--- Extracted text Enclosed Below ---

That can lead to lawsuits even when nothing could have saved the patient.
I can tell you from years of experience that just as many malpractice lawsuits arise out of poor observation practices and lack of client notification as from alleged negligence.
The closer we come to being "hospitalists," the greater the risk of inadequate case oversight, poor client contact and lawsuits.
In a small practice, it isn't hard to tell when a new hire just isn't getting it. Because doctors and technicians all work with her every day, it is common chatter as to what she can do, what she can't be trusted to do and which responsibilities can be entrusted to her.
But large hospitals can lose track of staff and neglect to keep close tabs on their progress or lack of it. For example, the experienced personnel may get extraordinarily busy and simply forget that responsibility for in-kennel observation was left to someone inexperienced. These inadequately trained or minimally experienced workers, while meaning well, simply may not recognize that a patient is deteriorating.
In an intimate work environment, it is immediately obvious when an employee is behaving badly. Everybody knows in about 10 seconds if one of the kennel people is hitting on one of the technicians or one of the receptionists is using practice computers to e-mail honeymoon bedroom photos to friends around town.
Not so in the extra-large, multi-DVM animal hospital.
As the practice grows, it becomes ever more challenging to control improper and inappropriate behavior by staff members, including veterinarians.
While it may be hard to believe, practices can and do incur legal liability for "loose cannon" employees who commit outright illegal acts in the workplace.
Here's a brief laundry list of activities that can get out of hand when personnel management becomes more splintered:
It happens even in smaller hospitals, but at least in them the boss is almost certain to see it or get wind of it. If he fails to act, he deserves the labor-law claim that's likely to ensue.

--- End of Enclosed Extracted text ---

Apply what you read
• A. According to the text on veterinary hospital staffing, which risks grow as a practice comes closer to being made up of "hospitalists"? List every one.
• B. Continue the text on veterinary hospital staffing, starting after its final sentence.
The lines after this come from a different source than the text on veterinary hospital staffing.

--- Record set Enclosed Below ---

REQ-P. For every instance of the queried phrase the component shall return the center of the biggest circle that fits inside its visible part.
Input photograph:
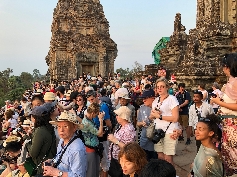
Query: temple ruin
(195, 57)
(80, 41)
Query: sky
(135, 25)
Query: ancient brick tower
(80, 41)
(195, 57)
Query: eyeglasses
(160, 87)
(204, 119)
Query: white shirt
(204, 110)
(203, 93)
(219, 94)
(119, 92)
(13, 122)
(166, 110)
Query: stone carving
(80, 41)
(195, 57)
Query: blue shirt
(74, 159)
(103, 107)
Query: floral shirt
(124, 134)
(89, 133)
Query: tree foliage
(134, 72)
(12, 87)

--- End of Enclosed Record set ---

Outputs for the tasks
• A.
- Inadequate case oversight
- Poor client contact
- Lawsuits

• B.
But in a mega-hospital, a lot of nasty talk can pass between staff members before any hint of it gets to management. In that instance, even a good practice owner who does not tolerate this sort of talk may get in trouble simply for not knowing that a pattern of harassment was going on among workers.
Federal and state laws clearly prohibit this type of harassment in the workplace. Cases before the federal government can take a long time to be heard and may become quite complex, but many states have made themselves very accessible to harassed workers.
In a number of states, labor laws and labor agencies are extremely worker friendly and make it quite cost-effective and logistically easy to bring cases against employers over harassment or intolerance based on "suspect categories" such as ethnicity or color.
You wouldn't believe the things employees do in an unmonitored workplace. They photocopy pornography or print obscene material from the Internet using office equipment. Some have created driver's licenses with altered birthdates so they can sneak into bars. If you think that's limited to the rare "rogue" worker, you are wrong. These sorts of abuses happen frequently.
In some states more than others, the employer can be called to answer for why electronic modalities were not more carefully monitored.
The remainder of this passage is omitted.